» **Provided text**:
Dr Wood said: “I see military children as the forgotten casualties of war. They serve too and military families are everybody’s business.”
Dr Wood works as a counselling psychologist at Cleveland Psychology in Middlesbrough. She previously worked in the Department of Community Mental Health (DCMH) at RAF Leeming and Catterick Garrison.
Her interest in the military comes from her family’s involvement in warfare, with her grandfather and her uncle both serving in the armed forces.
Her grandfather was awarded the Military Medal and two bars in World War One and her uncle was a flight sergeant and engineer who was lost in action over Dunkirk during World War Two.
Dr Wood studied for her Professional Doctorate in Counselling Psychology at Teesside University, after gaining her Postgraduate Diploma in Psychology and a Foundation Degree in Counselling from 2008 to 2010 at the University.
She gained her PhD in 2013, with her doctoral thesis, ‘Ambiguous Loss: A Never-Ending Story,’ which emphasised the lack of support given to military families and, in particular, children.

» **Written task A**: According to the passage about Dr Wood, why is she interested in the military? Answer in one to three sentences.
» **Written task B**: Reproduce the passage about Dr Wood starting with "Dr Wood studied" and going on through "in particular, children.".

» **Record set**:
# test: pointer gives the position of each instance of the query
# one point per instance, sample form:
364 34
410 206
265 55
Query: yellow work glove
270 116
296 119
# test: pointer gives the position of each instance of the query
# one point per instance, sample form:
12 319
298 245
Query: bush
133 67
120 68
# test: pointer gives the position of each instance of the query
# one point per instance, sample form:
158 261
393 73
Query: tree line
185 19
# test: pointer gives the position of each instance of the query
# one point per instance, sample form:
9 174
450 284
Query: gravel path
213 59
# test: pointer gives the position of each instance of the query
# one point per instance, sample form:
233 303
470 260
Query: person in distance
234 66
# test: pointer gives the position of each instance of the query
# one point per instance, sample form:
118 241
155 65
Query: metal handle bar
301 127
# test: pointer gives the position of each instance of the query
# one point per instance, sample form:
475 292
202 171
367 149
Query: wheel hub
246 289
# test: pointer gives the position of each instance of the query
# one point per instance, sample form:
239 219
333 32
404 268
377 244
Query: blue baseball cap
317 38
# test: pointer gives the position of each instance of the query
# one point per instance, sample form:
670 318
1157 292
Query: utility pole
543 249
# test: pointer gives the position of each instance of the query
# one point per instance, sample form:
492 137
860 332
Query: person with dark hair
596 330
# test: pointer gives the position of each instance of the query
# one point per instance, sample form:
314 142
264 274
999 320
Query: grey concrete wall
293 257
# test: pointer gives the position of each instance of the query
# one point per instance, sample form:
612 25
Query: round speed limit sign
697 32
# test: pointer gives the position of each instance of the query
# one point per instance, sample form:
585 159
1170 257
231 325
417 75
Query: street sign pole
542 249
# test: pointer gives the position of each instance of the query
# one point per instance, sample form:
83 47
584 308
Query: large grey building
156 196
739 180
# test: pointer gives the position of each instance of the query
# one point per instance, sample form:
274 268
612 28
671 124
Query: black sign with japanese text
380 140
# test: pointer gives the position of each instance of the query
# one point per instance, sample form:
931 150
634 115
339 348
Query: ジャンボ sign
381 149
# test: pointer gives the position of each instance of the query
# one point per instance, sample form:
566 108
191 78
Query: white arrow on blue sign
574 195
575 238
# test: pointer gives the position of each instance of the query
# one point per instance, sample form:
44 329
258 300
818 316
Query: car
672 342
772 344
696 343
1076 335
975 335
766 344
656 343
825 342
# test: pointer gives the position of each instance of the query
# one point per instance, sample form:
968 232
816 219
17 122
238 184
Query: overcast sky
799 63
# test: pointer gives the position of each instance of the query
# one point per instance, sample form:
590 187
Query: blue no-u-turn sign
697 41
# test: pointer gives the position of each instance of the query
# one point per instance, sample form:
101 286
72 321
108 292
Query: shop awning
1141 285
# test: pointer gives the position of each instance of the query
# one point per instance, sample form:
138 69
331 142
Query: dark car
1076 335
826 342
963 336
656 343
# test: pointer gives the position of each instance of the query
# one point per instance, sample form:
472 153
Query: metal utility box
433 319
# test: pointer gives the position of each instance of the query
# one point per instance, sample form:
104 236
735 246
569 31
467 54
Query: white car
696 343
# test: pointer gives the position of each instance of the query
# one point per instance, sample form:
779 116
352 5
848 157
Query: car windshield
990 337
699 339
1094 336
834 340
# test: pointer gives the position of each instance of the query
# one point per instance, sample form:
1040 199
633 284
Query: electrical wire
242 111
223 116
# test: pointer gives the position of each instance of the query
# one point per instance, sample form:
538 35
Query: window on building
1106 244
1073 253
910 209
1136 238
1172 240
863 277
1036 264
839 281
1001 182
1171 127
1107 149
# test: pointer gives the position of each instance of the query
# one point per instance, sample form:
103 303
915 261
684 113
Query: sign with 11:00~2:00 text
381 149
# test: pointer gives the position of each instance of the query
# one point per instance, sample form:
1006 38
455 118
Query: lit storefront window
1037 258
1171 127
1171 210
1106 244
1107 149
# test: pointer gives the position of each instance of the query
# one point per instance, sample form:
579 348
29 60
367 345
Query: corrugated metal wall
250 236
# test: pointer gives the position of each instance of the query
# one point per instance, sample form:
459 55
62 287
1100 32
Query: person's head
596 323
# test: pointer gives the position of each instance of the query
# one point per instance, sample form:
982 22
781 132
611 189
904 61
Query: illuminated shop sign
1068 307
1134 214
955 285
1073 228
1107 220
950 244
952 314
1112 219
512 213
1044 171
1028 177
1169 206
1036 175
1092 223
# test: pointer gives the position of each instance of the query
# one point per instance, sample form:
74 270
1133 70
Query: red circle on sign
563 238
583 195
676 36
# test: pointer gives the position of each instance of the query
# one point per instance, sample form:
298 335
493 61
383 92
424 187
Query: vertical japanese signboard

» **Response A**: Dr Wood's interest in the military comes from her family's involvement in warfare, as both her grandfather and her uncle served in the armed forces. Her grandfather was awarded the Military Medal and two bars in World War One. Her uncle was a flight sergeant and engineer who was lost in action over Dunkirk during World War Two.

» **Response B**:
Dr Wood studied for her Professional Doctorate in Counselling Psychology at Teesside University, after gaining her Postgraduate Diploma in Psychology and a Foundation Degree in Counselling from 2008 to 2010 at the University.
She gained her PhD in 2013, with her doctoral thesis, ‘Ambiguous Loss: A Never-Ending Story,’ which emphasised the lack of support given to military families and, in particular, children.